▶ EXTRACT PROVIDED

# # # #

CWA members turned out for 12,000 volunteer shifts and spent the weeks leading up to Nov. 4 talking one-on-one with co-workers, staffing phone banks and canvassing neighborhoods. Across 25 states, more than 4,000 CWA activists knocked on doors, leafleted thousands of worksites and made 100,000 phone calls.
Unfortunately, many of the important issues in the 2014 elections weren't heard, as the $4 billion spent in this cycle produced a staggering number of attack ads and little debate on the major concerns of everyday Americans.
That's why, starting today, CWA activists are turning their attention to stopping the Trans-Pacific Partnership (TPP), a dangerous trade deal that threatens our jobs, communities and the environment. It could potentially give big business new powers to undermine important laws and regulations created to protect us from them.

# # # #

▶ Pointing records

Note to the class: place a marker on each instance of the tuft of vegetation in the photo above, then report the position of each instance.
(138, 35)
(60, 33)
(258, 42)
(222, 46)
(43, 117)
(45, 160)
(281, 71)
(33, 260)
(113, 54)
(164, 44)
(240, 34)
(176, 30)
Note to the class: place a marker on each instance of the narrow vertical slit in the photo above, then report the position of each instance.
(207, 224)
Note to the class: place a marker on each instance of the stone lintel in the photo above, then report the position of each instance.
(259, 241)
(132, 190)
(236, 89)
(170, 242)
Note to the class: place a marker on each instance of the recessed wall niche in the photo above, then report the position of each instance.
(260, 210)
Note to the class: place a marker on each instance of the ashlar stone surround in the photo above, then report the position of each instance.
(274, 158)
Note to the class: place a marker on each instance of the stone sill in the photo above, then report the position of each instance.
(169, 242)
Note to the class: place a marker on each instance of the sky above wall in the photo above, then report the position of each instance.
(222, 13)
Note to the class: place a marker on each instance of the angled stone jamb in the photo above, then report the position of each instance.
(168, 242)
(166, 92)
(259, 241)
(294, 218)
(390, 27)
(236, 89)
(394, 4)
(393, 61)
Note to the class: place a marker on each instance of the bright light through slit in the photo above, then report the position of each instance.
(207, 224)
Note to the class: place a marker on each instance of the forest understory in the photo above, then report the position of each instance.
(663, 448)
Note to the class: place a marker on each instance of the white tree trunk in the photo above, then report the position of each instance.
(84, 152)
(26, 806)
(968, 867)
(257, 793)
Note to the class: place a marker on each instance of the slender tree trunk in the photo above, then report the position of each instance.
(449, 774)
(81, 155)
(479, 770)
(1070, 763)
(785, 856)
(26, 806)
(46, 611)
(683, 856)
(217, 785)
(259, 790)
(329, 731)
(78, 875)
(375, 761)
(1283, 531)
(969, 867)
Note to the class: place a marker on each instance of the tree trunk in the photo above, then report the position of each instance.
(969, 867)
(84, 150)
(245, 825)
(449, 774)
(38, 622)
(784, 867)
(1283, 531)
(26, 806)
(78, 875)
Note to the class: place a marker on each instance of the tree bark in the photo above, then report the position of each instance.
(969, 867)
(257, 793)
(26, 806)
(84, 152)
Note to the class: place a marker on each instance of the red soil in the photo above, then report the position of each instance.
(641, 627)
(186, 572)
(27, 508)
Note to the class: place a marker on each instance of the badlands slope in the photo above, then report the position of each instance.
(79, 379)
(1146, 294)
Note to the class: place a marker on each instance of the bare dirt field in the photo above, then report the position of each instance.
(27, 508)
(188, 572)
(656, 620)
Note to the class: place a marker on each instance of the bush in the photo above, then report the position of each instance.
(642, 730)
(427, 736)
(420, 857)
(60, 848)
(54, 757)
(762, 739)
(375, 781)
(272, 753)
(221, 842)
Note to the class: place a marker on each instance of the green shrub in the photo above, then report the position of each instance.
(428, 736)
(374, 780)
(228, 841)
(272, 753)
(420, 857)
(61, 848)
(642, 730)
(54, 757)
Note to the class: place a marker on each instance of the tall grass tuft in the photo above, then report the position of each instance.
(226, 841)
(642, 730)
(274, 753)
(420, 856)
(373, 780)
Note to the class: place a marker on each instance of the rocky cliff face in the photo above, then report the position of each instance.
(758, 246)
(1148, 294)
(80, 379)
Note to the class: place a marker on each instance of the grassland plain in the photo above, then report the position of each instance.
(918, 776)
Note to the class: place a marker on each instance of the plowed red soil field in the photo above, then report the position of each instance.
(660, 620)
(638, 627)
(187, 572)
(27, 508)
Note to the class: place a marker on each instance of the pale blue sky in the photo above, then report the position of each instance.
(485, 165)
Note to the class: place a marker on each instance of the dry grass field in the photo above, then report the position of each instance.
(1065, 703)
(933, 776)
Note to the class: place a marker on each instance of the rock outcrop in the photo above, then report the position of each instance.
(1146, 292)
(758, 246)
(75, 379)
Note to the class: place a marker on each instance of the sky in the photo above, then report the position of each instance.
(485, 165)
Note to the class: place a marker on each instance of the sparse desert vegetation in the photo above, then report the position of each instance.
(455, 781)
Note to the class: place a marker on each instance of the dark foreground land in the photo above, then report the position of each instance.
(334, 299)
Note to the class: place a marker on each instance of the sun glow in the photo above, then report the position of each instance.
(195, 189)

# # # #

▶ EXERCISE REQUIREMENTS
(1) Rewrite everything from "CWA members turned" down to "us from them." in the passage on the CWA's election work, replacing "activists" with "organizers".
(2) From the pointing records, extract everything from the line containing "the stone sill" down to the line containing "(1146, 294)", both included, and reproduce those lines verbatim.

▶ OUTPUTS
(1)
CWA members turned out for 12,000 volunteer shifts and spent the weeks leading up to Nov. 4 talking one-on-one with co-workers, staffing phone banks and canvassing neighborhoods. Across 25 states, more than 4,000 CWA organizers knocked on doors, leafleted thousands of worksites and made 100,000 phone calls.
Unfortunately, many of the important issues in the 2014 elections weren't heard, as the $4 billion spent in this cycle produced a staggering number of attack ads and little debate on the major concerns of everyday Americans.
That's why, starting today, CWA organizers are turning their attention to stopping the Trans-Pacific Partnership (TPP), a dangerous trade deal that threatens our jobs, communities and the environment. It could potentially give big business new powers to undermine important laws and regulations created to protect us from them.

(2)
Note to the class: place a marker on each instance of the stone sill in the photo above, then report the position of each instance.
(169, 242)
Note to the class: place a marker on each instance of the sky above wall in the photo above, then report the position of each instance.
(222, 13)
Note to the class: place a marker on each instance of the angled stone jamb in the photo above, then report the position of each instance.
(168, 242)
(166, 92)
(259, 241)
(294, 218)
(390, 27)
(236, 89)
(394, 4)
(393, 61)
Note to the class: place a marker on each instance of the bright light through slit in the photo above, then report the position of each instance.
(207, 224)
Note to the class: place a marker on each instance of the forest understory in the photo above, then report the position of each instance.
(663, 448)
Note to the class: place a marker on each instance of the white tree trunk in the photo above, then report the position of each instance.
(84, 152)
(26, 806)
(968, 867)
(257, 793)
Note to the class: place a marker on each instance of the slender tree trunk in the photo above, then report the position of each instance.
(449, 774)
(81, 155)
(479, 770)
(1070, 763)
(785, 856)
(26, 806)
(46, 611)
(683, 856)
(217, 785)
(259, 790)
(329, 731)
(78, 875)
(375, 761)
(1283, 531)
(969, 867)
Note to the class: place a marker on each instance of the tree trunk in the photo above, then report the position of each instance.
(969, 867)
(84, 150)
(245, 825)
(449, 774)
(38, 622)
(784, 867)
(1283, 531)
(26, 806)
(78, 875)
Note to the class: place a marker on each instance of the tree bark in the photo above, then report the position of each instance.
(969, 867)
(257, 793)
(26, 806)
(84, 152)
Note to the class: place a marker on each instance of the red soil in the photo above, then report the position of each instance.
(641, 627)
(186, 572)
(27, 508)
Note to the class: place a marker on each instance of the badlands slope in the photo above, then report the position of each instance.
(79, 379)
(1146, 294)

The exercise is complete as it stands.